═══ MATERIAL SUPPLIED ═══

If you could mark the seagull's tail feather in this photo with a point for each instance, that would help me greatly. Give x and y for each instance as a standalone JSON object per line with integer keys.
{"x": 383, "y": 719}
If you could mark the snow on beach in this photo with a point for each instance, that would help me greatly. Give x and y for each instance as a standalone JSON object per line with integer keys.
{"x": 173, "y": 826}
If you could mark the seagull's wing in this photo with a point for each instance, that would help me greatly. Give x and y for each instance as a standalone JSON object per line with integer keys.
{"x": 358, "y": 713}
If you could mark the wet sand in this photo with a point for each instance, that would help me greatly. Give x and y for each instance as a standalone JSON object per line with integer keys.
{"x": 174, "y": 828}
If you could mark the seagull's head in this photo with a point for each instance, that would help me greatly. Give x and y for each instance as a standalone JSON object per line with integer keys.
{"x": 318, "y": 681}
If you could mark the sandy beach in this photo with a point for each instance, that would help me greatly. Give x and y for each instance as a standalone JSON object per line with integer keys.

═══

INSTRUCTION>
Rewrite the listing above, replacing "that would help me greatly" with "that would be a big help" everywhere it occurs and leaving everything else unchanged.

OUTPUT FOR THIS EXERCISE>
If you could mark the seagull's tail feather in this photo with a point for each instance, that would be a big help. Give x and y for each instance as a standalone JSON object per line with integer keys.
{"x": 383, "y": 719}
If you could mark the snow on beach in this photo with a point for each instance, that would be a big help. Give x and y for each instance as a standalone JSON object per line with integer keys.
{"x": 173, "y": 826}
If you could mark the seagull's wing in this photo with a point for each instance, that would be a big help. Give x and y for each instance as a standalone JSON object per line with integer keys.
{"x": 358, "y": 713}
If you could mark the wet sand in this photo with a point for each instance, that would be a big help. Give x and y for each instance as a standalone JSON object per line with integer keys.
{"x": 174, "y": 828}
If you could mark the seagull's head in this photo with a point for each instance, that would be a big help. Give x and y for each instance as a standalone JSON object per line with integer keys.
{"x": 318, "y": 681}
If you could mark the sandy beach in this photo with a point for each instance, that would be a big help. Give x and y for each instance as a standalone JSON object per line with integer keys.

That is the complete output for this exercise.